** SELECTION **
- - - -

Subwoofer - Subwoofers do not seem to be "rocket science" however the boat's allowable acoustical environment is essential. For example, if there is no dedicated box for the speaker to be installed in then the speaker must be rated for "infinite baffle" installations which is common for marine applications. Subwoofers demand power and demand to operate in a specific frequency range so they must be driven from a specific amplifier's output. Subwoofer can range in size from 8 inch to 18 inch with 10 and 12 being the most common and pricing can get pretty crazy. Here again I found that a middle of the road 10 inch fills my desires quite well and establishes a very good presence both with the boat running and not. I ended up with, again, one JL Audio subwoofer MX series 10 inch in the cockpit.
Amplifiers- Any more having an amplified system is not really an option; modern speaker systems sound best when driven to their specified powers. This means the speaker's power range should be the median range of the supplied power. If a speaker can handle up to 80 watts of continuous power RMS then probably an amplifier capable of 120 watts would be best. Again, the subwoofer will be the power sucker so if one amplifier is to drive all of the cockpit speakers and subwoofer then it should be sized for the subwoofer. So, in my case, I again went middle of the road and hosted the entire cockpit with a single five channel amplifier with four channels to the four coaxial speakers and the fifth to the subwoofer. I ended up with a reasonably priced Rockford Fosgate Punch series 1000 watt five channel amplifier. This amplifier provides features to set up the crossover frequencies so the speakers don't get the low frequencies and the subwoofer doesn't get the mid and high frequencies. This is not a marine rated amplifier and it stays in the air conditioned cabin of the boat. This amplifier does, however, demand dedicated battery power and a lot of it.
Head Unit - In the bulk of opinion from the installers modern head units deliver good quality signals; it comes down to the features desired. Remember also that if the head unit is not used to power the speakers then the advertised power is of no concern. So if you want wired remote, Bluetooth, an Aux input, a USB input, equalizer features then those will drive the price. There is a lot available out there but I don't see the benefit for my applications to buy a $700 Fusion. I ended up again with a middle of the road Clarion M606 with a wired remote and wireless remote added.
So to compare with the two previous generations of systems that have been on the 400DA? This system is spectacular in all respects and not really all that expensive in the end. At anchor or dock and low volume the system is smooth clear and crisp and a real joy to listen. At running speeds with elevated volume levels the system comes into it's own and produces powerful and clear audio all throughout the cockpit.

- - - -

Can you write out the passage from the boat audio text above that begins at the words "Subwoofer - Subwoofers" and stops after "in the cockpit."?

** MATERIAL **
- - - -

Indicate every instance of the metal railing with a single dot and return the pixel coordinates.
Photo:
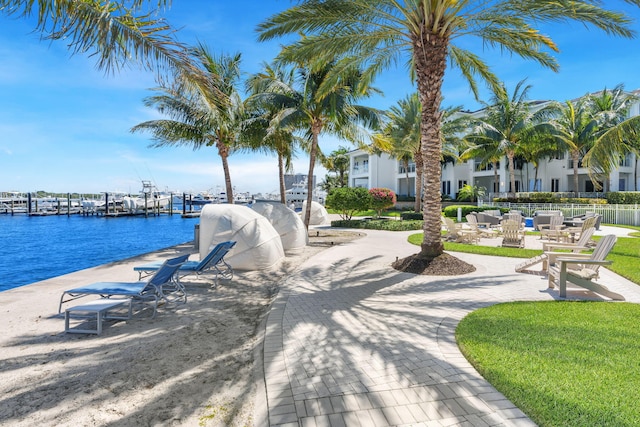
(611, 214)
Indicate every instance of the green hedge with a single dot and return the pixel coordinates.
(379, 224)
(411, 215)
(452, 211)
(623, 197)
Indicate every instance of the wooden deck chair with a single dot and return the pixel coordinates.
(485, 231)
(554, 230)
(548, 248)
(576, 232)
(512, 234)
(582, 269)
(455, 232)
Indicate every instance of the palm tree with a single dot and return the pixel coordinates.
(270, 91)
(575, 129)
(115, 32)
(508, 124)
(321, 106)
(617, 135)
(212, 115)
(378, 33)
(400, 138)
(338, 161)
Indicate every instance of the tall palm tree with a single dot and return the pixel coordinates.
(115, 32)
(617, 134)
(400, 138)
(508, 124)
(378, 33)
(269, 93)
(338, 161)
(211, 115)
(575, 129)
(321, 106)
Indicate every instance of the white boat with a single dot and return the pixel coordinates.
(297, 195)
(149, 199)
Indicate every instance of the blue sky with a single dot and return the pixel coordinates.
(64, 125)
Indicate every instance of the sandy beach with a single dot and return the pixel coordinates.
(193, 365)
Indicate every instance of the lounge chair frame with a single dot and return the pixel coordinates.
(163, 285)
(214, 263)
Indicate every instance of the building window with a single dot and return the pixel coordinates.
(446, 187)
(411, 168)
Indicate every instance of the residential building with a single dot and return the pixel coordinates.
(555, 175)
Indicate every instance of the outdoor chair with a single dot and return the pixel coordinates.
(456, 233)
(512, 234)
(213, 263)
(554, 230)
(549, 247)
(582, 269)
(163, 285)
(474, 225)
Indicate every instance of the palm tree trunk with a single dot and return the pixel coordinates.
(223, 151)
(430, 54)
(315, 131)
(417, 158)
(575, 157)
(283, 198)
(512, 174)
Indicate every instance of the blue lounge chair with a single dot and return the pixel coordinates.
(213, 263)
(160, 286)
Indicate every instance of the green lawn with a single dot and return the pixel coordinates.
(563, 363)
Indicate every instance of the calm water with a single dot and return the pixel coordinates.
(34, 248)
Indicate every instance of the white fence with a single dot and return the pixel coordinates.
(611, 214)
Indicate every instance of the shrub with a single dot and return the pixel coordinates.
(407, 216)
(379, 224)
(348, 200)
(381, 199)
(624, 197)
(452, 211)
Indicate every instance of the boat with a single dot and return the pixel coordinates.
(297, 195)
(150, 198)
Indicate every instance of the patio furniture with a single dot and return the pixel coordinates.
(512, 234)
(582, 269)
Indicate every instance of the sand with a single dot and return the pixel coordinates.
(196, 364)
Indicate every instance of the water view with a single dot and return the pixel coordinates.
(36, 248)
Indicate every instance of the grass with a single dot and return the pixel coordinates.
(562, 363)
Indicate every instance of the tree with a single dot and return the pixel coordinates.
(323, 106)
(617, 135)
(381, 199)
(115, 32)
(210, 115)
(575, 129)
(400, 138)
(507, 126)
(378, 33)
(269, 98)
(471, 193)
(338, 162)
(349, 200)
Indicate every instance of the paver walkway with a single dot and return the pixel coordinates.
(350, 341)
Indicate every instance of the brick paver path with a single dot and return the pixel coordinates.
(352, 342)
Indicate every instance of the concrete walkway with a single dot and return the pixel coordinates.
(350, 341)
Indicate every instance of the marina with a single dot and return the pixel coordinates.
(36, 248)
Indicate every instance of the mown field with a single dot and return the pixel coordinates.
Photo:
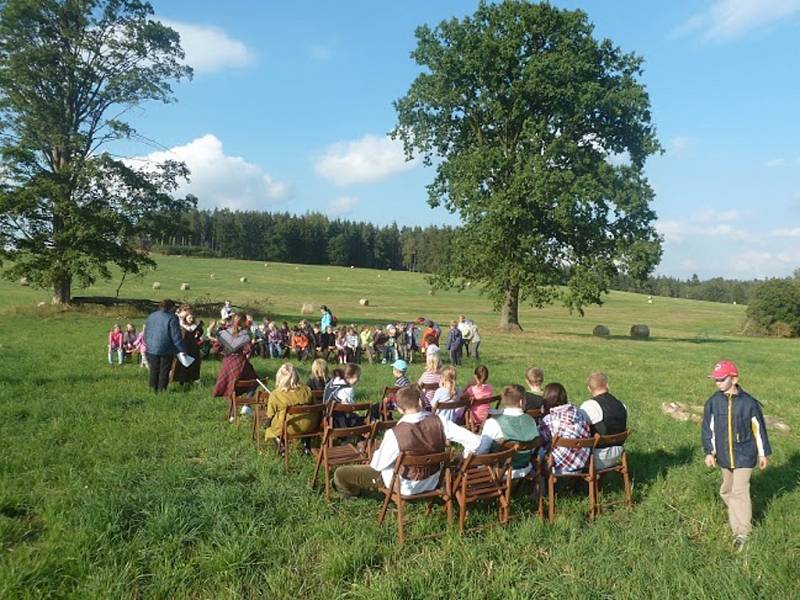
(108, 491)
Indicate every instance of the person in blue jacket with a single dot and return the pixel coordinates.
(163, 339)
(734, 437)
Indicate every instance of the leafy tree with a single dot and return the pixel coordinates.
(540, 134)
(776, 306)
(69, 71)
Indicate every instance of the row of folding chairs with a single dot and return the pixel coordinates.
(486, 477)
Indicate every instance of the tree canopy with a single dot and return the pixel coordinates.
(70, 70)
(539, 135)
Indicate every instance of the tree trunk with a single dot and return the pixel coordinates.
(62, 288)
(509, 314)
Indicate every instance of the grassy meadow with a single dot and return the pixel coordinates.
(108, 491)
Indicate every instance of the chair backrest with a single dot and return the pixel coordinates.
(490, 400)
(535, 412)
(618, 439)
(453, 404)
(559, 442)
(339, 432)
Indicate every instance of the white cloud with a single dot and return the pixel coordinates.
(341, 205)
(774, 163)
(209, 49)
(368, 159)
(703, 225)
(320, 52)
(726, 20)
(219, 180)
(679, 143)
(787, 232)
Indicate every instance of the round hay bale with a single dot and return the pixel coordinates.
(601, 331)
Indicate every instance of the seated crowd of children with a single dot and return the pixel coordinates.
(422, 428)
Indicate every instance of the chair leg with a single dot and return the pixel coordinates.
(384, 508)
(400, 533)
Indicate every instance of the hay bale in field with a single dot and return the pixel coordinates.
(601, 331)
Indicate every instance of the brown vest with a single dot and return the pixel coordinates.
(425, 437)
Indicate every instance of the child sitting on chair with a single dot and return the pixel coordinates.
(448, 392)
(417, 432)
(478, 391)
(512, 425)
(115, 344)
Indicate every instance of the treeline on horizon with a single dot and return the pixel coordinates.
(313, 238)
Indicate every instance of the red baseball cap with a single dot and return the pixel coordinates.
(723, 369)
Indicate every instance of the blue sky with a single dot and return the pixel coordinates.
(290, 104)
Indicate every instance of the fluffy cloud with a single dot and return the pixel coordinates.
(706, 223)
(219, 180)
(209, 49)
(341, 206)
(726, 20)
(365, 160)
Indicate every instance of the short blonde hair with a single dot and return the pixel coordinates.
(287, 378)
(319, 369)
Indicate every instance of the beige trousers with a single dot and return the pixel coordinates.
(735, 492)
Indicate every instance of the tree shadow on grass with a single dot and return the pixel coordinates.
(698, 339)
(773, 483)
(646, 467)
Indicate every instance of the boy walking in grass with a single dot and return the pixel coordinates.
(735, 437)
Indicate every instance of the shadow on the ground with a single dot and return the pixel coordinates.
(772, 483)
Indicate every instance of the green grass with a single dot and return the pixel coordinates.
(108, 491)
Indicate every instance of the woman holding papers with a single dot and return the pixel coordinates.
(234, 344)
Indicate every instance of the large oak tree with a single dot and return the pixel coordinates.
(539, 133)
(70, 71)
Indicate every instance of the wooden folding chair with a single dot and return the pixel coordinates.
(440, 462)
(378, 429)
(297, 413)
(339, 409)
(536, 413)
(484, 477)
(331, 455)
(469, 419)
(605, 441)
(241, 397)
(532, 481)
(586, 475)
(452, 405)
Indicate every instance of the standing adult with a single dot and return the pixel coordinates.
(234, 343)
(327, 318)
(192, 338)
(162, 336)
(465, 326)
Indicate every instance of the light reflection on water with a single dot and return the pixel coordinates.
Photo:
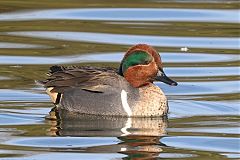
(204, 108)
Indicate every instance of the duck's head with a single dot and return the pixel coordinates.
(142, 65)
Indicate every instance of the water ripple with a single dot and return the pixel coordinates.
(126, 14)
(124, 39)
(116, 57)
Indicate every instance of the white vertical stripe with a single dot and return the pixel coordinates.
(125, 105)
(127, 126)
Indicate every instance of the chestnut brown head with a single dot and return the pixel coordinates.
(142, 65)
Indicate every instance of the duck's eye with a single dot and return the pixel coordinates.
(146, 62)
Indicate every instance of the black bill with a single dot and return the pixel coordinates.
(161, 76)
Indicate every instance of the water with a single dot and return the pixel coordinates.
(199, 44)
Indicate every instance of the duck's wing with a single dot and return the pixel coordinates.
(92, 79)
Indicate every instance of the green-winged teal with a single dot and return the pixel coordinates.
(128, 91)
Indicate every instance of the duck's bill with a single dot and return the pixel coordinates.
(161, 76)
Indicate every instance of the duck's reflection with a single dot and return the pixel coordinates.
(140, 137)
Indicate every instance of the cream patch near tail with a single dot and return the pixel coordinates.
(125, 105)
(52, 95)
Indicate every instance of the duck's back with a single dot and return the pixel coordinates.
(91, 90)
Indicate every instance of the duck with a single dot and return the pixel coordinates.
(128, 91)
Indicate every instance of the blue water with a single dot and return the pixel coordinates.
(199, 45)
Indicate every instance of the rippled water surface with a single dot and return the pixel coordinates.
(199, 44)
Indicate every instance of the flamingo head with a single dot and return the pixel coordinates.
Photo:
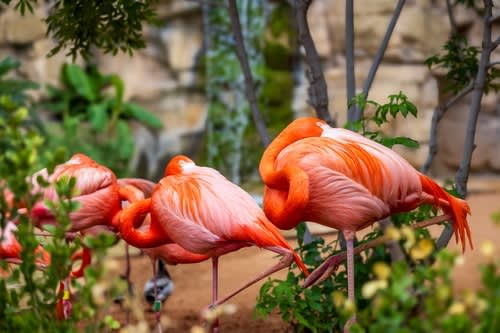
(96, 191)
(178, 165)
(304, 127)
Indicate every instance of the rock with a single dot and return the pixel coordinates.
(318, 25)
(379, 7)
(182, 42)
(42, 69)
(416, 157)
(175, 8)
(18, 29)
(144, 77)
(415, 128)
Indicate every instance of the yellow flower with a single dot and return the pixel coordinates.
(381, 270)
(422, 249)
(456, 308)
(443, 293)
(487, 248)
(349, 306)
(371, 287)
(338, 299)
(460, 260)
(470, 298)
(197, 329)
(393, 233)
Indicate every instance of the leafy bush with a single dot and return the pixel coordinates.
(90, 116)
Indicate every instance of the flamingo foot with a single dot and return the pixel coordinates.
(320, 274)
(349, 323)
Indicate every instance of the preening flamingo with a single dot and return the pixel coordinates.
(340, 179)
(99, 193)
(199, 209)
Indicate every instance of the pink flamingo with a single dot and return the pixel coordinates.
(203, 212)
(340, 179)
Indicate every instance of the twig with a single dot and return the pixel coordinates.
(493, 63)
(437, 115)
(318, 94)
(331, 263)
(380, 54)
(462, 174)
(494, 44)
(477, 95)
(451, 17)
(494, 18)
(349, 58)
(395, 249)
(249, 84)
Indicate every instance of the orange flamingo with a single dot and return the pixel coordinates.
(99, 193)
(203, 212)
(340, 179)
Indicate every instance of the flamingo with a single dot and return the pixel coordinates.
(171, 253)
(340, 179)
(199, 209)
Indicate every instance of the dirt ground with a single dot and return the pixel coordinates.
(193, 282)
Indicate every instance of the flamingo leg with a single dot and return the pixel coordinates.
(350, 276)
(157, 303)
(215, 290)
(285, 262)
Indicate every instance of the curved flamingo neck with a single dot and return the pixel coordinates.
(299, 129)
(131, 219)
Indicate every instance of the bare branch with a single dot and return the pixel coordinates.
(349, 58)
(494, 63)
(318, 93)
(439, 112)
(495, 44)
(395, 249)
(477, 95)
(380, 54)
(462, 174)
(331, 263)
(249, 84)
(494, 18)
(451, 17)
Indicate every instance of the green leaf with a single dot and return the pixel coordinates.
(142, 115)
(125, 140)
(98, 116)
(8, 64)
(80, 81)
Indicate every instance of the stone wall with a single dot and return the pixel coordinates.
(164, 77)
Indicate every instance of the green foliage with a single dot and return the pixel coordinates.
(421, 299)
(398, 104)
(459, 60)
(29, 295)
(111, 25)
(91, 117)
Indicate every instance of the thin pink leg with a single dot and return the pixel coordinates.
(215, 289)
(349, 236)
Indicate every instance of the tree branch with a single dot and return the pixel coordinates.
(318, 93)
(451, 17)
(495, 44)
(494, 18)
(249, 84)
(438, 113)
(463, 172)
(331, 263)
(380, 54)
(349, 58)
(494, 63)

- - - -

** PROBLEM SOLUTION **
Subwoofer - Subwoofers do not seem to be "rocket science" however the boat's allowable acoustical environment is essential. For example, if there is no dedicated box for the speaker to be installed in then the speaker must be rated for "infinite baffle" installations which is common for marine applications. Subwoofers demand power and demand to operate in a specific frequency range so they must be driven from a specific amplifier's output. Subwoofer can range in size from 8 inch to 18 inch with 10 and 12 being the most common and pricing can get pretty crazy. Here again I found that a middle of the road 10 inch fills my desires quite well and establishes a very good presence both with the boat running and not. I ended up with, again, one JL Audio subwoofer MX series 10 inch in the cockpit.